___ Input data ___

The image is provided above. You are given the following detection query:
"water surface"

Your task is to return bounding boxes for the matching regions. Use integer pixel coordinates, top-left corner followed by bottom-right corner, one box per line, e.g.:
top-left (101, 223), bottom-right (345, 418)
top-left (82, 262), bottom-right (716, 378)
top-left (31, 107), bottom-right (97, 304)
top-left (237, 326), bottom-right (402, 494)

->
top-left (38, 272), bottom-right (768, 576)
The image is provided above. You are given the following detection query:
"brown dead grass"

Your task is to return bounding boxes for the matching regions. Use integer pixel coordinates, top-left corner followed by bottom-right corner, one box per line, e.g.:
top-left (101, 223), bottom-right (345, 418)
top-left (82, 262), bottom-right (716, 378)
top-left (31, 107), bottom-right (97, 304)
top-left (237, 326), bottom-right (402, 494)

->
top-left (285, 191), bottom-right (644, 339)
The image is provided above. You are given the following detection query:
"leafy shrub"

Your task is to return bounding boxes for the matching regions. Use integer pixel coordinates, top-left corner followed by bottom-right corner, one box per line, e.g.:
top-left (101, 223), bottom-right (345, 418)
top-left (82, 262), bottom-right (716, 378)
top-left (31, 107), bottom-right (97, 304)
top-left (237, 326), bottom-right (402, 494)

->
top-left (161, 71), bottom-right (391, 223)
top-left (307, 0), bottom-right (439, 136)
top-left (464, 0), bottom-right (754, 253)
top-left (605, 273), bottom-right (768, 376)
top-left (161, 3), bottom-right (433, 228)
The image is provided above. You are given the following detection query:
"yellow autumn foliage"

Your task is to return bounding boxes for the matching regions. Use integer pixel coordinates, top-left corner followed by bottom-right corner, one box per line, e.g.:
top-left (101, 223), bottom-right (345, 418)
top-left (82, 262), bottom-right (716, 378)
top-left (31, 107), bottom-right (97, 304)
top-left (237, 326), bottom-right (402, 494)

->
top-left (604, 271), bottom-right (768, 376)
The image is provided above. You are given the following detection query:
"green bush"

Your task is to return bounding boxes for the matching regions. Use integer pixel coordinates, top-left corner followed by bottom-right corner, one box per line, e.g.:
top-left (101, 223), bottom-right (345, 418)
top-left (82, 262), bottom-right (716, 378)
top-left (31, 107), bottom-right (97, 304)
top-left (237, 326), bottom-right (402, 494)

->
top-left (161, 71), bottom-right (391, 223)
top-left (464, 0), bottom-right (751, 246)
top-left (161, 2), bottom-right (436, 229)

___

The request » Give back all of the material above word for word, with every line in its original order.

Expected output »
The image is provided above. You are given the following detection query:
"water surface"

Your task is to return bounding boxes for the matching regions. Use integer pixel coordinates, top-left corner followed by bottom-right corner, one box per line, e.g.:
top-left (101, 223), bottom-right (345, 418)
top-left (82, 262), bottom-right (716, 378)
top-left (31, 107), bottom-right (97, 304)
top-left (237, 326), bottom-right (402, 494)

->
top-left (38, 272), bottom-right (768, 576)
The image is provided above. You are given the following detection query:
"brown dead grass"

Your task is to return bounding boxes for the matching regions. Use integer pixel coordinates, top-left corner followed by bottom-right corner, one box per line, e.g.:
top-left (101, 223), bottom-right (345, 418)
top-left (82, 262), bottom-right (716, 378)
top-left (31, 107), bottom-right (97, 304)
top-left (237, 326), bottom-right (402, 494)

->
top-left (285, 191), bottom-right (644, 339)
The image is provided above. You are given the following detection query:
"leafy shrub"

Your task is to return bounding boxes for the matching regions. Use integer pixel coordinates, top-left corner followed by bottom-right corner, one box per line, e.g.:
top-left (101, 223), bottom-right (345, 418)
top-left (82, 262), bottom-right (716, 378)
top-left (31, 107), bottom-right (97, 304)
top-left (237, 326), bottom-right (402, 494)

->
top-left (161, 71), bottom-right (391, 223)
top-left (307, 0), bottom-right (439, 136)
top-left (464, 0), bottom-right (754, 253)
top-left (605, 273), bottom-right (768, 376)
top-left (161, 3), bottom-right (433, 228)
The image is provided above. You are given the following detection query:
"yellow autumn foliage"

Your task is to return bounding boxes for the matching regions. Use integer pixel coordinates, top-left corner followed by bottom-right corner, one box per line, e.g.:
top-left (101, 223), bottom-right (345, 418)
top-left (82, 262), bottom-right (716, 378)
top-left (31, 107), bottom-right (97, 304)
top-left (237, 326), bottom-right (402, 494)

->
top-left (604, 271), bottom-right (768, 376)
The image is provided above. You are given the following detection query:
"green bush"

Your task is to return bounding boxes for the matching regions. Use integer pixel coordinates, top-left corner followed by bottom-right corner, one box per line, e.g.:
top-left (101, 223), bottom-right (345, 418)
top-left (82, 262), bottom-right (716, 378)
top-left (31, 107), bottom-right (97, 304)
top-left (237, 326), bottom-right (402, 494)

->
top-left (161, 71), bottom-right (391, 223)
top-left (464, 0), bottom-right (751, 246)
top-left (161, 2), bottom-right (436, 229)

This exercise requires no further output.